◆ **Activity list**
1 > Name every author of the abstract in the conference bulletin listing below.
2 > Extend the conference bulletin listing below, picking up after its final line.

◆ **Passage provided**
● ● ● ● ●

Bulletin of the American Physical Society
2018 Annual Meeting of the Far West Section
Volume 63, Number 17
Thursday–Saturday, October 18–20, 2018; Cal State Fullerton, Fullerton, California
Session F03: Astrophysics and General Physics
2:00 PM–3:36 PM,
Saturday, October 20, 2018
Titan Student Union
Room: Alverado B
Chair: Joshua Smith, California State University, Fullerton
Abstract ID: BAPS.2018.FWS.F03.3
Abstract: F03.00003 : Growth, Impact, Productivity, and Scaling in Research Institutions*
2:24 PM–2:36 PM
Presenter:
Keith Burghardt
(University of Southern California)
Authors:
Zihao He
(Tsinghua University)
Keith Burghardt
(University of Southern California)
Allon Percus
(Claremont Graduate College)
Kristina Lerman
(University of Southern California)

● ● ● ● ●

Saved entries
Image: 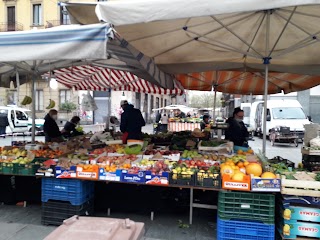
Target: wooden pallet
[281,176,320,197]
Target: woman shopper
[225,107,249,147]
[161,113,168,132]
[61,116,82,137]
[43,109,63,142]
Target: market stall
[0,124,320,239]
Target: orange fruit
[237,149,243,155]
[237,161,244,168]
[246,163,262,177]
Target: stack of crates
[217,191,275,240]
[276,195,320,240]
[41,178,94,226]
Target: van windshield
[272,107,306,119]
[242,107,250,117]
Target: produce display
[31,149,64,158]
[0,130,320,197]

● ● ● ● ●

◆ **Results of the tasks**
1 > Zihao He, Keith Burghardt, Allon Percus, Kristina Lerman

2 >
The past two decades have seen significant research into understanding scaling laws in biology, cities, and networks. We extend these observations to explore how research growth, productivity, impact, and collaborations scale with the size of research institutions by analyzing physics papers in APS journals (through 2017) and the Microsoft Academic Graph (MAG). The latter, one of the largest datasets of scholarly publications with the most complete citation data available, has never before been used to analyze the scaling laws of research activity. In both datasets we discover that while mean productivity per researcher is independent of institution size, a paper’s impact, the number of authors per paper, and the total number of collaborations per researcher, especially within an institution, all scale positively with institution size. Because the number of authors correlates with the paper’s impact, affiliation size appears to partly affect a paper’s impact by improving the ability for researchers to interact. Large institutions, in other words, provide an economy of scale to improve collaborations and research overall. We also discuss initial mechanistic models to explain the scaling laws we observe.
*Our research is supported by ARO grant W911NF-16-1-0306.